[Start of section]

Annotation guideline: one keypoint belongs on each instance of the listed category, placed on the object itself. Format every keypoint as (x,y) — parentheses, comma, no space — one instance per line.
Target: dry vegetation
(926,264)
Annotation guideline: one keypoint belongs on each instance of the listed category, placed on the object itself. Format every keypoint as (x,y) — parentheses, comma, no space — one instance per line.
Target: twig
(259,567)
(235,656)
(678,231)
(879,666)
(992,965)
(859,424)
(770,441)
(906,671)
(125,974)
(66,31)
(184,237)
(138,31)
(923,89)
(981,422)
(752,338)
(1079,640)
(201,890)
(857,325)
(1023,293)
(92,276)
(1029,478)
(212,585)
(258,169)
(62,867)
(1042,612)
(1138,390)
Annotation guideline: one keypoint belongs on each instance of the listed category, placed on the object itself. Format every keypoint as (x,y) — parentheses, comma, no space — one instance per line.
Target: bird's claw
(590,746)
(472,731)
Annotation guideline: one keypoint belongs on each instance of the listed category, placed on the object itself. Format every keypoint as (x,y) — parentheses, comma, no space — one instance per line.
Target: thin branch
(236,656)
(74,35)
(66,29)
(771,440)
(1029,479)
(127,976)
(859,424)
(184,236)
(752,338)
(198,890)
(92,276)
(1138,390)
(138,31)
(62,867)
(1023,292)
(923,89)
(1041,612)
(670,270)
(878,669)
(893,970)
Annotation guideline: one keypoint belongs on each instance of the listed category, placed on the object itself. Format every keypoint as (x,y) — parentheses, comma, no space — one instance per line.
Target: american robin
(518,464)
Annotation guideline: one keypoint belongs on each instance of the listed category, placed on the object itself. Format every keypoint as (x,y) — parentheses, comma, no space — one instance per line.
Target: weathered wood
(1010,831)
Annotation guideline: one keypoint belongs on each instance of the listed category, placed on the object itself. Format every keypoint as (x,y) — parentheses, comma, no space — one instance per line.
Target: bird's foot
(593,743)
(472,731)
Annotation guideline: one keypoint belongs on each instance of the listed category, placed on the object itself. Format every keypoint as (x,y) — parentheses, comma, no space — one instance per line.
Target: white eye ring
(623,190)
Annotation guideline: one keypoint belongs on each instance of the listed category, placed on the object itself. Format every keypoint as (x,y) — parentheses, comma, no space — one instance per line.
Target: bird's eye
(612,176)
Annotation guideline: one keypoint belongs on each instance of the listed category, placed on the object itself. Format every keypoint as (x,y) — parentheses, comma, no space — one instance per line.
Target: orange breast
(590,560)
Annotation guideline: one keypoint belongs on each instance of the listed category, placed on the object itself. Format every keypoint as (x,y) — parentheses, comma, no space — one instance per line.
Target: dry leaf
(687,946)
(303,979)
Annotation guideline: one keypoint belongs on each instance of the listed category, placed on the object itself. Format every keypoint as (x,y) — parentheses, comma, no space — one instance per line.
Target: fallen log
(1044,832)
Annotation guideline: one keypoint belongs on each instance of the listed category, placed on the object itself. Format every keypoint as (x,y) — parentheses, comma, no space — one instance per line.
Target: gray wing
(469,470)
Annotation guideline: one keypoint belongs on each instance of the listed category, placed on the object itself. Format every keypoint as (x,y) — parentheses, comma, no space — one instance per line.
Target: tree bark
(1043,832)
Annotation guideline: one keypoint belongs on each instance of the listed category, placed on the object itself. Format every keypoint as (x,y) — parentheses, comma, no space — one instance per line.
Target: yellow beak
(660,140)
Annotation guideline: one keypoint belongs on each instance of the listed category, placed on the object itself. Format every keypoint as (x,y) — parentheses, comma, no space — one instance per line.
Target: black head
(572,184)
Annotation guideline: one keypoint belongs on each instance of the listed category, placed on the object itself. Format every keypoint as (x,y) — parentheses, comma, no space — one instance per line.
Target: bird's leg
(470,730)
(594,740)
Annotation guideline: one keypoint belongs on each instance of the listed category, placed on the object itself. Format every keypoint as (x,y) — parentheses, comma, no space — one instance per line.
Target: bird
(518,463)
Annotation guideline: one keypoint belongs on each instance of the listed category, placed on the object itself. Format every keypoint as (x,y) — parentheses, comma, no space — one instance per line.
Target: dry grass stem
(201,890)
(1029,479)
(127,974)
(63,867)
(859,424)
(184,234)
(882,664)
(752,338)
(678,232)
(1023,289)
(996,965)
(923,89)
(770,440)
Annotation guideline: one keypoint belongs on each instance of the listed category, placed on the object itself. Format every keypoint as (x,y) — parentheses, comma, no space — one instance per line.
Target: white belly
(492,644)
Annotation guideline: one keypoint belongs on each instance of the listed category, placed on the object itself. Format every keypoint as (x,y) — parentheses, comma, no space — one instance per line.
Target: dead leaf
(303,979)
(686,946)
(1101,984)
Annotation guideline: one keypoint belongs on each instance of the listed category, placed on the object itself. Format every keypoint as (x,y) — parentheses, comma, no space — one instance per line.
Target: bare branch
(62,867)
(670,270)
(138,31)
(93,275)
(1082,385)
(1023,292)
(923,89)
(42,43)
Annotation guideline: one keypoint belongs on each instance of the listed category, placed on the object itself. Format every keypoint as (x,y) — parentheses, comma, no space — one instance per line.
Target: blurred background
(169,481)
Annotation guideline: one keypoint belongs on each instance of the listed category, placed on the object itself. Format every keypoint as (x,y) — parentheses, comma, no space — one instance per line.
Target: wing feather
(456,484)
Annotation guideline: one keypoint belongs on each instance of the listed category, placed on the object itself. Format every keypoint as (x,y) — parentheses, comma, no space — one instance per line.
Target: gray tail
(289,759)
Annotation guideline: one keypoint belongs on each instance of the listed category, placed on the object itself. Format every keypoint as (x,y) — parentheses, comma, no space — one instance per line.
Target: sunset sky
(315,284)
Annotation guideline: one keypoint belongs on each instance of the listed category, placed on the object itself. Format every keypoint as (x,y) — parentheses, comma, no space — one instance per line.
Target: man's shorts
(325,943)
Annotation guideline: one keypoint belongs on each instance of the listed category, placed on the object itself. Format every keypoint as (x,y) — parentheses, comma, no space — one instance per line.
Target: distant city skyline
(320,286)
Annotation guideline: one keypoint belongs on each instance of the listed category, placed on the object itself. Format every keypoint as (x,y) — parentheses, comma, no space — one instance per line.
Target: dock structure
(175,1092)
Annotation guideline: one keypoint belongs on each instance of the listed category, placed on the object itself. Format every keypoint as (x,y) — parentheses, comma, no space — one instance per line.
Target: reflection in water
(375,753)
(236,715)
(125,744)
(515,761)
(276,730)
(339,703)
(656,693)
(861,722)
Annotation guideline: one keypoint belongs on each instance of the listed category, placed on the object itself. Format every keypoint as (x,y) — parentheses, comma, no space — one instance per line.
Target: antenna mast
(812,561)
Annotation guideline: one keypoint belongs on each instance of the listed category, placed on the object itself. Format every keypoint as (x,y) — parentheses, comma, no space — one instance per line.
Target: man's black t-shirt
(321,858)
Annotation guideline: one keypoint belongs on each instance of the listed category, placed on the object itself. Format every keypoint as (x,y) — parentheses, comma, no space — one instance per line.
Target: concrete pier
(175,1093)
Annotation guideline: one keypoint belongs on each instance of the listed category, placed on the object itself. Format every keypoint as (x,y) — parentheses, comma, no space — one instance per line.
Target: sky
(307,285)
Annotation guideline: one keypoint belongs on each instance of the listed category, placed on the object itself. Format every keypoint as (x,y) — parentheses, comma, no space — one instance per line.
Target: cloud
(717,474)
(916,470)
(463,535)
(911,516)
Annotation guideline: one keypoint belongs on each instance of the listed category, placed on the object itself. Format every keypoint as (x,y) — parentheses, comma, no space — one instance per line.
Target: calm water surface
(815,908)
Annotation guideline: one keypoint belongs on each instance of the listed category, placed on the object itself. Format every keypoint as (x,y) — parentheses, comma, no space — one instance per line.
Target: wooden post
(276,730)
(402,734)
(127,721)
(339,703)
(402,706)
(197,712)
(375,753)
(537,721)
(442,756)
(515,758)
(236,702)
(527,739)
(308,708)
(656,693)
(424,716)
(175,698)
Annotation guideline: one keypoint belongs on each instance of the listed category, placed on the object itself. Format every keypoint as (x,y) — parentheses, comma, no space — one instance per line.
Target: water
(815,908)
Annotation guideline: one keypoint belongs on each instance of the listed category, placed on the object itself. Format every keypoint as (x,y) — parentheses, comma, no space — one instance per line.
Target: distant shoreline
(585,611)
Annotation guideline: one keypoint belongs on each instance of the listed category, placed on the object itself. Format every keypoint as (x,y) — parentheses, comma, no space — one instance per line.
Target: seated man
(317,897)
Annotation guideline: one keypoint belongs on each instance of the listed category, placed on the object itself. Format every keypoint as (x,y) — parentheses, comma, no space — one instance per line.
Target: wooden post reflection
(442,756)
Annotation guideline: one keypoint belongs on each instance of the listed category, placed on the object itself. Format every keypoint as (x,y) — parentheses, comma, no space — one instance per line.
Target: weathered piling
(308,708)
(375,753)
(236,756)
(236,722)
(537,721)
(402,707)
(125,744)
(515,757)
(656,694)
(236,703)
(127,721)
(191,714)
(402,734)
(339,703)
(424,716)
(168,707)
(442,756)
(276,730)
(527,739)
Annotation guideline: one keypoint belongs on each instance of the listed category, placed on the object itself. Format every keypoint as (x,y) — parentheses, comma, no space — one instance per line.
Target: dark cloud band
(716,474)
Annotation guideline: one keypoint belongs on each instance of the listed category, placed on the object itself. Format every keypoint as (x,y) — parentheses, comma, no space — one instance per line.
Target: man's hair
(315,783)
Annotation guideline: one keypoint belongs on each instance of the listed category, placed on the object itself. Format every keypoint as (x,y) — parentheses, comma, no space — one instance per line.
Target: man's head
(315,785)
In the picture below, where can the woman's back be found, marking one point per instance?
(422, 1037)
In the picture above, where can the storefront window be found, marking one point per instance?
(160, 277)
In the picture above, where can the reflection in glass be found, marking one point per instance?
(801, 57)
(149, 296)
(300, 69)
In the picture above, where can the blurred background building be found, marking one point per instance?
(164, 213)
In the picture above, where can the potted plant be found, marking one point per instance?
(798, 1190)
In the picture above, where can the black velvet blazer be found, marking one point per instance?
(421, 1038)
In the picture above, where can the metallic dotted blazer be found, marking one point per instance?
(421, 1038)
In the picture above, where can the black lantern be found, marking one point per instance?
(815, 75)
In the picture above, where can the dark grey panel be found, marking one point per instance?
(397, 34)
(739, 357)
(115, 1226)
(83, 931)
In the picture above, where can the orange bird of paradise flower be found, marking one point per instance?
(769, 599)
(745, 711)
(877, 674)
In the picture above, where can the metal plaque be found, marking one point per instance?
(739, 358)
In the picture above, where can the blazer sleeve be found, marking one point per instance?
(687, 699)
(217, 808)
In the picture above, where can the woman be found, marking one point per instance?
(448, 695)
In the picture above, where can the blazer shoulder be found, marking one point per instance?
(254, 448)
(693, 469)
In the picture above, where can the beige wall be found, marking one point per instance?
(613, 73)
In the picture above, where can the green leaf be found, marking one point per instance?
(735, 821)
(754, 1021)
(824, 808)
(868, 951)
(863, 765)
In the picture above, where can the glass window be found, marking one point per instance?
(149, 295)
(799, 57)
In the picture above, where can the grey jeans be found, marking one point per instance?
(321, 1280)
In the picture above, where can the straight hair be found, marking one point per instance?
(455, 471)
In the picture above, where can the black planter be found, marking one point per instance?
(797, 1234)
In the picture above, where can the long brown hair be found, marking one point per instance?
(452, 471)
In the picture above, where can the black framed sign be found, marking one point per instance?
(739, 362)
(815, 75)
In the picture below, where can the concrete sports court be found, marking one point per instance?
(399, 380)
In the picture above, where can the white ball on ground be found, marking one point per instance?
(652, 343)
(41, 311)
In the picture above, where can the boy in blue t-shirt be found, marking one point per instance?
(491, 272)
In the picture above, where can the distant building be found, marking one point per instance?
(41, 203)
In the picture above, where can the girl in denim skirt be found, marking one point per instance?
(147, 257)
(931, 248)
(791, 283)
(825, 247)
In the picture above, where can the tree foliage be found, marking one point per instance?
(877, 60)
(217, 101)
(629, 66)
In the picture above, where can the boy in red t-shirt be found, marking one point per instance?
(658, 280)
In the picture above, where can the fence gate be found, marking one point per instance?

[End of section]

What is expected – Reproduce exactly the line that holds "In the picture above, where can the distant", then every line after it, ending with the final line of the records above.

Written response –
In the picture above, where can the distant building be found, marking one point per instance?
(41, 203)
In the picture above, where can the girl in denim skirt be found, marking one point per instance?
(147, 257)
(931, 248)
(791, 283)
(825, 247)
In the picture above, where can the tree foliage be found, marking one point per instance?
(877, 60)
(217, 101)
(629, 66)
In the picture above, where can the boy in red t-shirt be found, marking one point per instance?
(658, 280)
In the picture above, where can the fence gate be found, marking one point per instance?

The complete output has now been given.